> [ESERCIZIO 1] Determina in quante righe dei record compare la parola "banana". Riporta soltanto il numero.

> [FONTE]
· · · · ·

Cianografie di luoghi che trascendono tempi e spazi. Strati di memorie che inglobano un poetico e personale presente. Perché è grazie ad un dialogo tra tempo, memoria e poesia che Alia Ahmad (Arabia Saudita, 1996) riempie, con le sue opere, un sostanziale e profondo vuoto. Quel vuoto che, nella forma del paesaggio, è sovente relegato a mero sfondo di un’opera d’arte, ma che qui, invece, è protagonista vivo e attivo di un dinamico e emotivo racconto.
È infatti con l’obiettivo di porsi come testimoni del mutamento dell'ambiente circostante che i dipinti di Ahmad occupano un posto di rilievo nel contesto contemporaneo internazionale, come sancito anche dalle sua prima personale in Europa presso la sede londinese della White Cube, visitabile dal 28 febbraio al 5 aprile.
«Fields / ميادين» è il titolo della mostra. Un’esposizione in cui le opere di Ahmad sono rappresentazione della sua personale versione di ricordi. Di quelle terre, di quegli ambiti e contesti che ha imparato a conoscere fin dalla sua prima infanzia trascorsa a Riyadh, luogo, sicuramente molto diverso da ora, da cui si era allontanata per studiare al King’s College London e al Royal College of Art, ma al quale ha fatto ritorno per sviluppare la sua poetica e ricerca. Perché il deserto, in cui la metropoli è inserita, non è necessariamente aridità e vuoto, ma è molto di più. È la potenza espressiva dell’arte islamica nella sua possente minuziosità. È l’estetica ricercata della calligrafia araba nella sua delicata e poetica figuratività. Ed ancora, è la giocosa cromaticità degli abiti e degli oggetti tradizionali del popolo beduino. Degli aspetti che, guarda caso, si generano e fanno ritorno proprio a quel paesaggio che Ahmad riporta nelle sue opere.
Un paesaggio vivo e mutevole, e talvolta in contrasto con ciò che lo circonda, che non ha, però, sempre fatto parte della ricerca di Ahmad. Inizialmente infatti l’artista creava collage a partire da motivi paesaggistici che estrapolava da libri, riviste o fotografie. Delle opere molto illustrative e distanti dall’attuale ricerca che si sono però rivelate essenziali per giungere ad un linguaggio più astratto e profondo. Un linguaggio che rifuggisse, come lei stessa afferma, da quell’iniziale ovvietà di lettura presente nelle opere che le donava però sicurezza e conforto.

· · · · ·

> [RECORD]
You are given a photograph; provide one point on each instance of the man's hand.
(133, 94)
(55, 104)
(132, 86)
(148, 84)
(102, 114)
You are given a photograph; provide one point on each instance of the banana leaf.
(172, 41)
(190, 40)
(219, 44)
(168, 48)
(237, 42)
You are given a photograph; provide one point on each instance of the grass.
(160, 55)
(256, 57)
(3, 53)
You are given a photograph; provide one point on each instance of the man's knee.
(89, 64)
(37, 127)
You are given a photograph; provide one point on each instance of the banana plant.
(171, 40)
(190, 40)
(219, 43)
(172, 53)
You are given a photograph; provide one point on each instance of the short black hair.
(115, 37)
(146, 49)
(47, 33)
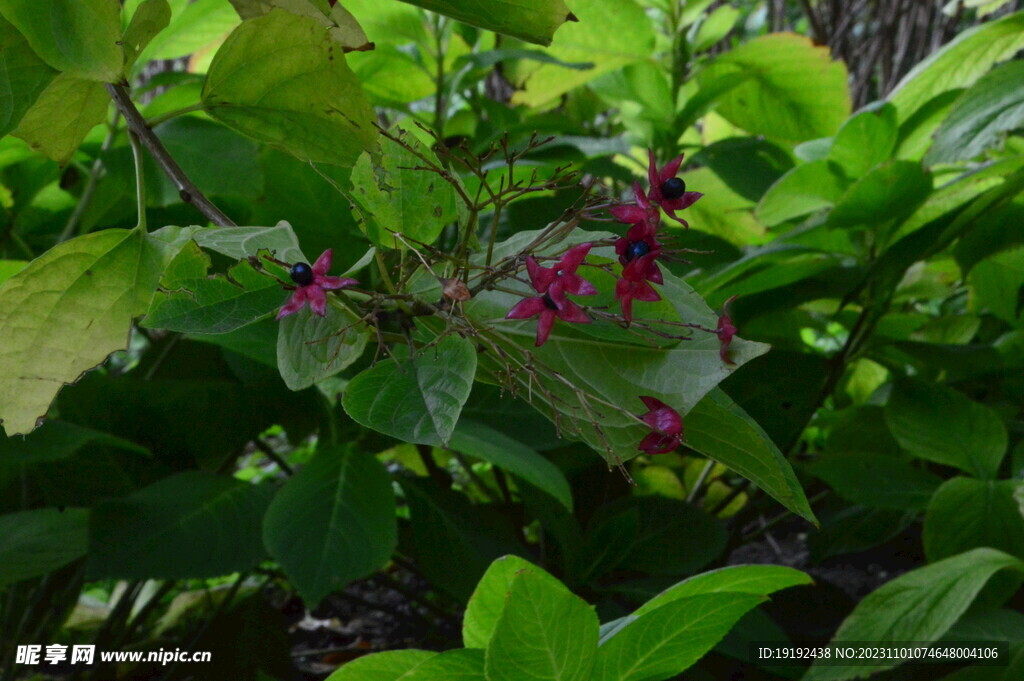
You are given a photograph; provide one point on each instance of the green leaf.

· · · · ·

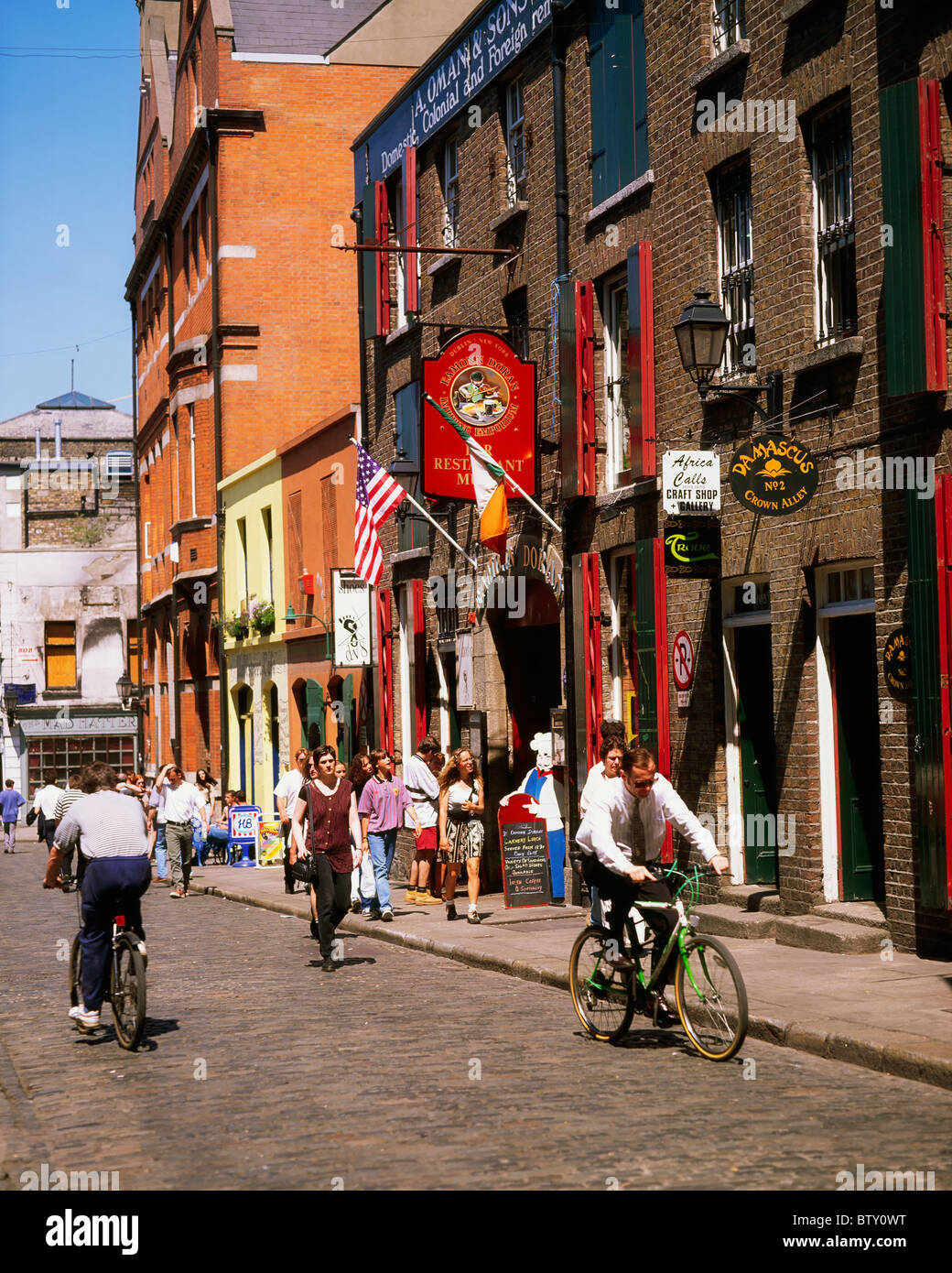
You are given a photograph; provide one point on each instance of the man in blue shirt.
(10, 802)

· · · · ·

> [ESERCIZIO 2] Nel testo su Alia Ahmad, da quali fonti l'artista ricavava i motivi paesaggistici dei suoi primi collage? Elencale tutte.

> [RISPOSTA 1] 2

> [RISPOSTA 2] Libri, riviste, fotografie.